### What you are asked to do
Resume the blog post on the lack of innovation in children's toys and culture, writing on from its last sentence in the same voice.
--- Document excerpt Enclosed Below ---
Follow-up on lack of innovation in children's culture
Now that my nephew is 2 ("...and a half!"), I've been planning out what to get him for birthday and Christmas presents, rather than not worry since he won't remember and will throw the stuff away before long. So I've been trying to keep my finger somewhat on the pulse of kids' culture. Well, more so than before, i.e. a few times a year vs. almost never.
Last year I gave my impression that there's a real lack of innovation in toys compared to when I was a child in the '80s. It's bad enough that the quality is degraded, so that most of it is just cheap crap from China, but I'm talking about the stages of production far before the thing rolls off some assembly line. There's just no thought put into the design process anymore. And it would be bad enough if the flow of good new ideas had stalled out, but it's worse still because they've wiped out many of the once common good ideas.
--- End of Enclosed Document excerpt ---
--- Extracted entries Enclosed Below ---
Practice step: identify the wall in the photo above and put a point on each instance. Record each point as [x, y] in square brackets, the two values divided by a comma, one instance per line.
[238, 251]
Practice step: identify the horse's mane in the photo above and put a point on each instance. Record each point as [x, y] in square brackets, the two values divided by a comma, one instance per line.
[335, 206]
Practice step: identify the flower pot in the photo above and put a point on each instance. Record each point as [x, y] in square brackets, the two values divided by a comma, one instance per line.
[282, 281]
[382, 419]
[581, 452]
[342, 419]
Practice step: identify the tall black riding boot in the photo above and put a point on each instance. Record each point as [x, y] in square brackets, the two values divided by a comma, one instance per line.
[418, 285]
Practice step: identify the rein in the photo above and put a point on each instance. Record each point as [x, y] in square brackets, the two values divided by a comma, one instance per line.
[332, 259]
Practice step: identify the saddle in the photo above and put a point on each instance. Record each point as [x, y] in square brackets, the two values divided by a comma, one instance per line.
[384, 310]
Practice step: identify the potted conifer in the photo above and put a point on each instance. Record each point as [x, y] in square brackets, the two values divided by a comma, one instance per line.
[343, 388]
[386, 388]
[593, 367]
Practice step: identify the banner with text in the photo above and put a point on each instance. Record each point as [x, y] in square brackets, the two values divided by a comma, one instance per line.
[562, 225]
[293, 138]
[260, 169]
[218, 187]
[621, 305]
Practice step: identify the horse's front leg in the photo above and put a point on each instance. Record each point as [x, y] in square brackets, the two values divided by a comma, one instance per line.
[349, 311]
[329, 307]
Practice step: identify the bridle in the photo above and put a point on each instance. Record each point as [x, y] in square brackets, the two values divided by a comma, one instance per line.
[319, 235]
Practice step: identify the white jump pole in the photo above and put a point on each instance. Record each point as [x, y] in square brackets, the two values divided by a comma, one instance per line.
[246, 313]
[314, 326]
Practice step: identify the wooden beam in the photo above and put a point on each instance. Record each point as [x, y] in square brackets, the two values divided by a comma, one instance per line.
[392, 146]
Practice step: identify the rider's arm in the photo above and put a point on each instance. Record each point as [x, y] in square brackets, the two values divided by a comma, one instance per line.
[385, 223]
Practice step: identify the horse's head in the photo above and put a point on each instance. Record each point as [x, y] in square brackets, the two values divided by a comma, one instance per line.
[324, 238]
--- End of Enclosed Extracted entries ---
### Output of the exercise
You see that especially in the "gross-out" category. I know there have been recent re-issues of the old Madballs toys and Garbage Pail Kids cards, but these must be for nostalgic adult collectors because I never see them anywhere toys are sold, including the second-hand places like the garage sales I pass by or the good will stores I visit now and then. And in kid-heavy public spaces I don't see them playing with these things. Similarly, you only see adults wearing shirts with a Decepticon logo, not kids.
Impressions aside, here's some harder evidence that the excitement factor in kids' culture has been plummeting since the early-mid '90s just as it has been in the teenage and adult culture. Many toy lines are made along with a cartoon to promote them, and the toy geeks at Wikipedia have put together a template of animated series based on toys. I'm sure this captures the big picture since its makers are obsessive.
No surprise that there's a ton in the '80s, and that most are unique series -- that was the golden age for toys and cartoons. A few of the '90s cartoons are actually from the pre-wussification period of 1990 and the first part of '91. And even the ones that came after the society's decline in wildness are mostly spin-offs or continuations of series begun in the '80s. There are even fewer entries from the 2000s, and even less variety among them. Of the 13 listed, nearly half consist of the 2 variations on G.I. Joe and the 4 on Transformers, both of which originated during the golden age. There are only four fundamentally new series from the past decade: A.T.O.M., Max Steel, Hot Wheels Battle Force 5, and Strawberry Shortcake.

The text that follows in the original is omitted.